## Exercise directions
Among the entries, find each line that includes the string "bath" and list it.

Records from a collection:
-.-.-

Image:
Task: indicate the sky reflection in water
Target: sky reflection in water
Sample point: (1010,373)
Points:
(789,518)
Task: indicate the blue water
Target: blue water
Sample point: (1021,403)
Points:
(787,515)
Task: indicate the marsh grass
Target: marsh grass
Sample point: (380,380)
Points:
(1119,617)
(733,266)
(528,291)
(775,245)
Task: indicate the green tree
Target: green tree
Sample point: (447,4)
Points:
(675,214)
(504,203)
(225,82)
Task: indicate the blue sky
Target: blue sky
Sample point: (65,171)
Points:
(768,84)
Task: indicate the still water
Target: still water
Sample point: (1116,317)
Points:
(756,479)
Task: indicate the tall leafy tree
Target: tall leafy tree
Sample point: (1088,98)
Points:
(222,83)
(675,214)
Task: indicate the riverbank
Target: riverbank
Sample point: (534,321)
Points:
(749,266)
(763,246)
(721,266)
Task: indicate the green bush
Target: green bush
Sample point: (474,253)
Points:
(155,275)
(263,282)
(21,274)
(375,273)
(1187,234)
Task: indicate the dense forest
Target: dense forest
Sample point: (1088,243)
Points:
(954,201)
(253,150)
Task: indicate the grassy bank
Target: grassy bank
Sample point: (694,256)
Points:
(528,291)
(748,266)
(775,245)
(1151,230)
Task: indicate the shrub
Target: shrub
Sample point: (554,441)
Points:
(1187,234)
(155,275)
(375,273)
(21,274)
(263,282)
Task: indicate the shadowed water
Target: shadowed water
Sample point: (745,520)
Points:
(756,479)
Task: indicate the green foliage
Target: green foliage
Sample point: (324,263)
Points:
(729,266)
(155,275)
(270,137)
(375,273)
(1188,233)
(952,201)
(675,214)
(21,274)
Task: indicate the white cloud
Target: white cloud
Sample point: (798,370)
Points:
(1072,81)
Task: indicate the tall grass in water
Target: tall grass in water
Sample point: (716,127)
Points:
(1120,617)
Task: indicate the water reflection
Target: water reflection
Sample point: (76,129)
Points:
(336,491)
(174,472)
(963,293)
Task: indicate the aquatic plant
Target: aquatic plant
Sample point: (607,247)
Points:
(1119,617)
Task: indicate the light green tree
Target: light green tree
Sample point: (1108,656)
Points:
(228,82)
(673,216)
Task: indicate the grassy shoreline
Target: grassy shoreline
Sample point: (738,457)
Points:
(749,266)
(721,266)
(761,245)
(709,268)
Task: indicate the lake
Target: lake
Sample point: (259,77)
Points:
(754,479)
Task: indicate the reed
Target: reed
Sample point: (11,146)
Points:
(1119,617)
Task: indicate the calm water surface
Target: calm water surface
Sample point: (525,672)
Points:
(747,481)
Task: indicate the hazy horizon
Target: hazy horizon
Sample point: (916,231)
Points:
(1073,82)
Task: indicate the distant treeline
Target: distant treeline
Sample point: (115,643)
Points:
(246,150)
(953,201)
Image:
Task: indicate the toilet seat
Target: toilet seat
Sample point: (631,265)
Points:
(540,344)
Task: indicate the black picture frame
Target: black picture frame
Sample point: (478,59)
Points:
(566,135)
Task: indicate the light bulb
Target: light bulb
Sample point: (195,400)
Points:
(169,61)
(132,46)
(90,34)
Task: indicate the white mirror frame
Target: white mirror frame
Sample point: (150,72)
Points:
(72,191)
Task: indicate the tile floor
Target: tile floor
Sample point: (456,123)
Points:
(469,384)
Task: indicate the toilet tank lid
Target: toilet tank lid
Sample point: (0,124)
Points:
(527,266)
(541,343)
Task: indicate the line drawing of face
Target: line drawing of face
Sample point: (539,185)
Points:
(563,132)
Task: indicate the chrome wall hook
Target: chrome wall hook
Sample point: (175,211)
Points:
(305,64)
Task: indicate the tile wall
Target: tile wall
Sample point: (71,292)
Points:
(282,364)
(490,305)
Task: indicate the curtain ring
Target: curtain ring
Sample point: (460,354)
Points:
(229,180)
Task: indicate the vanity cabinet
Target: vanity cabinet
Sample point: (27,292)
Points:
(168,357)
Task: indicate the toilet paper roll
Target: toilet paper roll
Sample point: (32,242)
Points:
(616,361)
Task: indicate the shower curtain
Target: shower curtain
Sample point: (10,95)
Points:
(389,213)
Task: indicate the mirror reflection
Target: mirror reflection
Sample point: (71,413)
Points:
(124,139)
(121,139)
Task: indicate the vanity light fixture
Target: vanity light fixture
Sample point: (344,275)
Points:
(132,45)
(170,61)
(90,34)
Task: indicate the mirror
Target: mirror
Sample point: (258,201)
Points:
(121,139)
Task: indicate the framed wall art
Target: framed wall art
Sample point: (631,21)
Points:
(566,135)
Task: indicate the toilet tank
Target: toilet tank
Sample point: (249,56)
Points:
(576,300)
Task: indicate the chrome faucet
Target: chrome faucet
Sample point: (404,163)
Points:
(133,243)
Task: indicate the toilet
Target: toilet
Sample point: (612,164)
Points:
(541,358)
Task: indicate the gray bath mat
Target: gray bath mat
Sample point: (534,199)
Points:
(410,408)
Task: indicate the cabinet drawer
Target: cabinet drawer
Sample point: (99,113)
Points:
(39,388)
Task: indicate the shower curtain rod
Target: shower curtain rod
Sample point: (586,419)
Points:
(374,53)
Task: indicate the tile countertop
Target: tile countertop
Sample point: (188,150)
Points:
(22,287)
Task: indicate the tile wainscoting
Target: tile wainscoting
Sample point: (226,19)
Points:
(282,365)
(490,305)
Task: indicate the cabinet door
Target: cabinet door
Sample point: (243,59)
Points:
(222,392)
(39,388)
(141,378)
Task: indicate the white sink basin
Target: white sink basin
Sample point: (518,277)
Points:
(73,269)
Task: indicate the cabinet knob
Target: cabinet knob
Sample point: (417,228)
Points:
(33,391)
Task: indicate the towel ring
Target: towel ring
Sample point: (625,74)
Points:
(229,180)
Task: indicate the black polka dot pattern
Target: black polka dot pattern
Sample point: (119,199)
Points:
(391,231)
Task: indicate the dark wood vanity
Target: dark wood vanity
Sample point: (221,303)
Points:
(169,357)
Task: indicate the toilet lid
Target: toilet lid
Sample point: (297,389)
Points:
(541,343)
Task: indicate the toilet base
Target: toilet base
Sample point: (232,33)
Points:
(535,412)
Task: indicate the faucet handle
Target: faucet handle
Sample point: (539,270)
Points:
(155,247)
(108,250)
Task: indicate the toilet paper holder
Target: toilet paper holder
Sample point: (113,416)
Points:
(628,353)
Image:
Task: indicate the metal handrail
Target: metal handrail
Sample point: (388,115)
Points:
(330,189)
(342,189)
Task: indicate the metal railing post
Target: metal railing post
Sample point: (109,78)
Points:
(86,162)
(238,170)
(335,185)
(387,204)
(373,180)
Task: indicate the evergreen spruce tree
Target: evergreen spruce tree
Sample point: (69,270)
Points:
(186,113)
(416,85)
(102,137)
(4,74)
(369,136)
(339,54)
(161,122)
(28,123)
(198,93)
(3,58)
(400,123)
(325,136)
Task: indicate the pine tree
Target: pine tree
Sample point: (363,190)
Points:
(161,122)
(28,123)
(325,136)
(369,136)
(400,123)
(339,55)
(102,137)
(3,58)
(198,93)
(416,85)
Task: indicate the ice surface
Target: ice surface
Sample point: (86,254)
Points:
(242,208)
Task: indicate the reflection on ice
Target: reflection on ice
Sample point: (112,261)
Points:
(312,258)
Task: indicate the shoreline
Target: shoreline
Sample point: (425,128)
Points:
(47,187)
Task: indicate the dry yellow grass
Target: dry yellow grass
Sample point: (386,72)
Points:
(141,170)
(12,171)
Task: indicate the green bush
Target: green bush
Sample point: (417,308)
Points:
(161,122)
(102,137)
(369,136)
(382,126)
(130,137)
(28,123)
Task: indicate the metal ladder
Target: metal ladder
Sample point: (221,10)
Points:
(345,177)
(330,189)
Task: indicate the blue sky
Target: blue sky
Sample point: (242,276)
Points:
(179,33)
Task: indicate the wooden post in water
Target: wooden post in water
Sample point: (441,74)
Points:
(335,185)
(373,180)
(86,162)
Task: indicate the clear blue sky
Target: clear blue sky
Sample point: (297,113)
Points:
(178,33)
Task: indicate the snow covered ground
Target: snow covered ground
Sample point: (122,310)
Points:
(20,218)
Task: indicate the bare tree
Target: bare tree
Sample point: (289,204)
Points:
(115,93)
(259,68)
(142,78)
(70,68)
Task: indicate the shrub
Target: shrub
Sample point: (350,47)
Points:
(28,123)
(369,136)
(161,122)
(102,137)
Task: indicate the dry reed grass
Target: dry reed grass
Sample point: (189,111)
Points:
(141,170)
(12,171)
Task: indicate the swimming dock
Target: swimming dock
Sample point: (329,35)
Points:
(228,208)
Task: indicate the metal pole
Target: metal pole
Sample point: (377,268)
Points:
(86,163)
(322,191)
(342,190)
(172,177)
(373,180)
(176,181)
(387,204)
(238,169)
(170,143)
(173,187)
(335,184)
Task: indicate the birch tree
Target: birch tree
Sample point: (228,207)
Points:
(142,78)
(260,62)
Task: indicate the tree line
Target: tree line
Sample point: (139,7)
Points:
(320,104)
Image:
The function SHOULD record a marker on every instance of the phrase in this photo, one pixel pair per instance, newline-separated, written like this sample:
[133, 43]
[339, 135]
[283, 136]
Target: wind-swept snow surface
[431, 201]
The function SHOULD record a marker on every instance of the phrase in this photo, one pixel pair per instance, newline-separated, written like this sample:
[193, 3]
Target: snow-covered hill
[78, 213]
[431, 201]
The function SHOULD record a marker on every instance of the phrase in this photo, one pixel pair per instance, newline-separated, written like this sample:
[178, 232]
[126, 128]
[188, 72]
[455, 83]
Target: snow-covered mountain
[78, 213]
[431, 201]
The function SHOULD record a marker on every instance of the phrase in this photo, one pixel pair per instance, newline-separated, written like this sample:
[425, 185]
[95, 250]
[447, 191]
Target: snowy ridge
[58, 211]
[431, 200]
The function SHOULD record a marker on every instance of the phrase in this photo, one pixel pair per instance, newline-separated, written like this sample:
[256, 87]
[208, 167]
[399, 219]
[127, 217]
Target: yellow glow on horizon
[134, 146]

-.-.-

## Problem solution
Task: indicate the gray bath mat
Target: gray bath mat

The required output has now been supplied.